Exercise passage ▸
━━━━━━━━━━━━━━━━━━━━
June 9, 2013

Telegraph & Morse Code


WAVES recruting poster

Even though they had been known already for one hundred years telegraph and morse code were, in conjunction with radio, the most common methods of comunication during war time...In some cases there were entire units dedicated to the listening and the receiving of messages like for the GCHQ and the SIGINT in the UK,the FRA in Sweden, the NSA in the USA or the AT in Netherlands.
To be more precise the telegraph is way older than the morse code, there were in fact already multiple examples of this device:





  • 4th century. BC, greek hydarulic telegraph descibed by Aeneas Tacticus, and in the 3rd century by the hystorian Polybious
  • In the1792 the optical telegraph made its entrance in the world technological scene thanks to the french Claude Chappe and it was a precursor of its electrical version.
  • It is 1832 is the when the electrical telegraph makes  its first steps into history, with the prototype presented by Schilling von Canstatt.  From that moments a lot of different evolutions of the Electrical telegraph were presented, like the Gauss-Weber (1933) or the Cooke & Weatstone (1837) 
  •  But a the gratest step was made by Samuel Morse, with the development of the electro-magnetic telegraph, whose patent was registered by Morse itself on June, 20th 1940 and improved in the following years, because he didn't create just the machine, but he also introduced a specifically designed comunication method: The Morse Code. It consisted in the rappresentation of letters and numbers with a series of dots and lines properly alternated as presented in the photo below, and in the one under it (in a more grafical way which makes it easier to learn). The disposition of the characters differs in base of the language considered, but few rules stay the same, like the relative time that passes between the different letters (3 time units) or between the words (7 time units), where the time unit is defined by the gap between the different elements of the same letter.
━━━━━━━━━━━━━━━━━━━━
Records shown ▸

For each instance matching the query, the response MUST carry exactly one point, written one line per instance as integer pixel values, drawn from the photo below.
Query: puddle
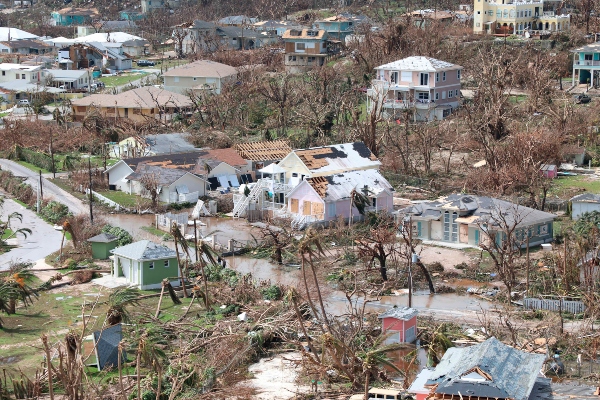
(9, 360)
(275, 378)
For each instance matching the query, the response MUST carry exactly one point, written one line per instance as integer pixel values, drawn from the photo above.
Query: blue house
(586, 64)
(74, 16)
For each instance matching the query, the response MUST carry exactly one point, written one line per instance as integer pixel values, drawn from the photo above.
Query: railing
(588, 63)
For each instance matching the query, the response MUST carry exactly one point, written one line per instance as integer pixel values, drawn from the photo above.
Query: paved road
(43, 240)
(50, 189)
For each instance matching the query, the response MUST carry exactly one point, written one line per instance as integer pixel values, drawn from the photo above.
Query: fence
(574, 307)
(106, 200)
(165, 221)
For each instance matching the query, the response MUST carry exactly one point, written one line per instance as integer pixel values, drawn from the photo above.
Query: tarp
(233, 180)
(199, 210)
(223, 181)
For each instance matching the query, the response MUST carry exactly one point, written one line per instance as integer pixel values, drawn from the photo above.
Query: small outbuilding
(584, 203)
(145, 264)
(102, 244)
(400, 325)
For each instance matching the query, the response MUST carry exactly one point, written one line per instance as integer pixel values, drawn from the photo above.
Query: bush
(272, 292)
(54, 212)
(123, 236)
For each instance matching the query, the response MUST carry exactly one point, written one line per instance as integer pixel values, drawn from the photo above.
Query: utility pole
(410, 261)
(527, 262)
(91, 196)
(41, 188)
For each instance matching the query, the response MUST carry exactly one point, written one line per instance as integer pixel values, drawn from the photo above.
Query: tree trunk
(427, 276)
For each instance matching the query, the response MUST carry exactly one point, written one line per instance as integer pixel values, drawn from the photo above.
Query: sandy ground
(275, 378)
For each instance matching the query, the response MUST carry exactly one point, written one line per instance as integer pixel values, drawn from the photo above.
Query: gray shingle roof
(144, 250)
(587, 198)
(513, 373)
(488, 209)
(103, 238)
(402, 313)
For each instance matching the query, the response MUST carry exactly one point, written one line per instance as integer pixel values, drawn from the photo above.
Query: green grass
(120, 80)
(566, 183)
(122, 198)
(33, 167)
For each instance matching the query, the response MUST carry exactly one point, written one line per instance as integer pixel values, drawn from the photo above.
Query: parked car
(582, 99)
(145, 63)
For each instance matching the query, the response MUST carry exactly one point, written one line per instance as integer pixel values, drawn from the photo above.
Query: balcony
(588, 63)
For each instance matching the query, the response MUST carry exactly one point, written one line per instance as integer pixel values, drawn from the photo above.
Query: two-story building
(509, 17)
(427, 87)
(199, 76)
(306, 49)
(586, 64)
(74, 16)
(337, 27)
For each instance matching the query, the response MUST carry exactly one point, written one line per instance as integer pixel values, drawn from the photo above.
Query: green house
(102, 244)
(145, 264)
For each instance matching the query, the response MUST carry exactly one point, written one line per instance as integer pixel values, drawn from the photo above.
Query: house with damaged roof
(320, 181)
(469, 220)
(485, 371)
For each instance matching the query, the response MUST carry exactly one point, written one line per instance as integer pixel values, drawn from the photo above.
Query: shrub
(54, 212)
(123, 236)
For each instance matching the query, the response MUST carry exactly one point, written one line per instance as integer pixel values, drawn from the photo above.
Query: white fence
(165, 221)
(106, 200)
(574, 307)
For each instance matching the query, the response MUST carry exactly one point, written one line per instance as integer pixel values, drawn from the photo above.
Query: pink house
(325, 198)
(399, 324)
(428, 87)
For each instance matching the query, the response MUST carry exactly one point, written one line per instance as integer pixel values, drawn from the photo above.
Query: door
(294, 206)
(306, 208)
(464, 233)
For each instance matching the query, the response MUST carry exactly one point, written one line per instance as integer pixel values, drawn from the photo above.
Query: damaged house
(469, 220)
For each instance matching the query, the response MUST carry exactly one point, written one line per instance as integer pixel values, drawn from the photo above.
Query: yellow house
(509, 17)
(138, 105)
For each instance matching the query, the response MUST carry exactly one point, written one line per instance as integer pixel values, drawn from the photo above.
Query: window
(331, 209)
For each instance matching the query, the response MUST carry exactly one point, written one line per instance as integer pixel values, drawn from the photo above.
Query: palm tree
(180, 240)
(18, 278)
(117, 303)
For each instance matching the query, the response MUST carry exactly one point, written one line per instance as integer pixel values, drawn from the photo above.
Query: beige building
(199, 75)
(137, 105)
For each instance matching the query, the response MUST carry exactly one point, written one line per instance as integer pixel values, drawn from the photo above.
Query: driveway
(50, 189)
(42, 241)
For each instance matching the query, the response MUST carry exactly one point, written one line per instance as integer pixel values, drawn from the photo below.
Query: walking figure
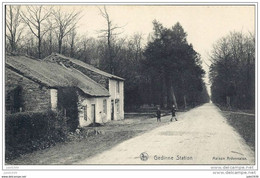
(173, 113)
(158, 114)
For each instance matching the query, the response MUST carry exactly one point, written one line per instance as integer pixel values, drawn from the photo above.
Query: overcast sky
(203, 24)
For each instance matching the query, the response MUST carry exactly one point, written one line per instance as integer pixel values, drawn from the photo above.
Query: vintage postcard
(157, 85)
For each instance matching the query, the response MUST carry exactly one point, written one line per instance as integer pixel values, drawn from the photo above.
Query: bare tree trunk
(173, 96)
(185, 102)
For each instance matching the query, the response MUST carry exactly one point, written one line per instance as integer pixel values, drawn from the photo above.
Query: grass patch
(87, 143)
(245, 126)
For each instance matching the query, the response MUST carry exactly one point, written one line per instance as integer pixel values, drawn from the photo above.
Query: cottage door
(112, 109)
(93, 113)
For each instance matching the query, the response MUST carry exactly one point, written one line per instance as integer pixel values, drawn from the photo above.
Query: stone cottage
(113, 107)
(41, 85)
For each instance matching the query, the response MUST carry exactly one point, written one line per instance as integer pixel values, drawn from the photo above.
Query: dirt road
━━━━━━━━━━━━━━━━━━━━
Work item ▸ In the text on the telegraph and Morse code, how many time units pass between words?

Output below ▸ Seven time units.